## WORK INSTRUCTIONS
A: Repeat word for word everything in the RFP article from "If the firm" down to "the RFP show?".
B: In the RFP article, what share of the estimated one million yearly U.S. consulting projects is assumed to go to RFP?
==== EXTRACT PROVIDED
Most RFPs are Decided Before They’re Issued

Consulting firms know the story: They receive an RFP (Request for Proposal) from a current or prospective client, put a ton of time and energy into completing it and barely get an email stating they didn’t win… Maybe the firm simply did not have the most desirable proposal, but maybe the firm didn’t win because the buyer sent out the RFP as a mere formality when they already had a partner in mind. Inc.com published an article about RFPs stating: “They’re Rigged…the decision is made in someone else’s favor before you even submit your proposal.”(1) Further, we surveyed over 450 consulting buyers and found 65% of respondents indicated they will solicit multiple bids for a project even if they already know who they will select.

65%!?

Let’s estimate the impact of this practice on a consulting firm’s time and cost:

Assume an average salary of a consultant of $150K, which would be for an associate or manager, depending on the firm. This equals roughly $75/hour. Assume two resources working four hours per day on the RFP response for two weeks. That’s 80 hours of total work, which comes to almost $6,000 in cost to the firm!

Let’s make some additional assumptions; we estimate there are one million total consulting projects each year in the United States and let’s assume 2% of them go to RFP. That is 20,000 projects to RFP. Let’s also assume five firms participate in an RFP and only 1 has the proposal already built. So, essentially, we have 60,000 losing proposals each year (5 participants minus 1 pre-built minus 1 winner = 3 losers). That is $360,000,000 (Million!) dollars in salary dollars spent on RFP losses (60,000 * $6,000).

Of those 65% of respondents mentioned above, we’ll assume practice this behavior for only half of their RFPs. That leaves $117,000,000 in WASTED salary dollars on proposals (360M * 65% * 1/2), which had a slim chance of winning. Divided by the average resource cost of $75 per hour, that leads to 1,560,000 hours.

If the firm is large, bidding on a large project, or expected to win, this cost is nominal when compared to the resulting revenue. However, if the RFP is a formality and the client has no intention of truly going to market, that $6,000 could be spent on a higher propensity prospects or billable hours.

So why do clients put on the RFP show?

There are several reasons why this may occur, and it should be noted that some of those listed below are opportunities for a firm to stand out and win the contract. (We have noted them with an asterisk (*) below)
========
==== SOURCE EXCERPT
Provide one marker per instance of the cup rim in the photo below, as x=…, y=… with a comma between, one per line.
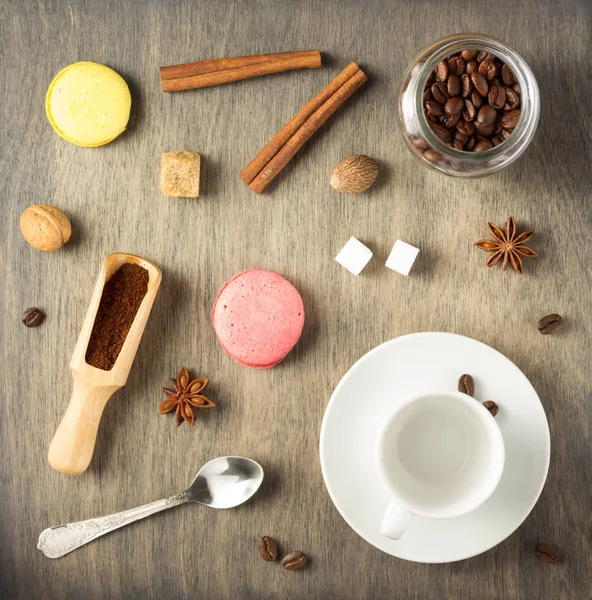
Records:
x=487, y=420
========
## RESULTS FOR EACH TASK
A:
If the firm is large, bidding on a large project, or expected to win, this cost is nominal when compared to the resulting revenue. However, if the RFP is a formality and the client has no intention of truly going to market, that $6,000 could be spent on a higher propensity prospects or billable hours.

So why do clients put on the RFP show?

B: 2%, or 20,000 projects.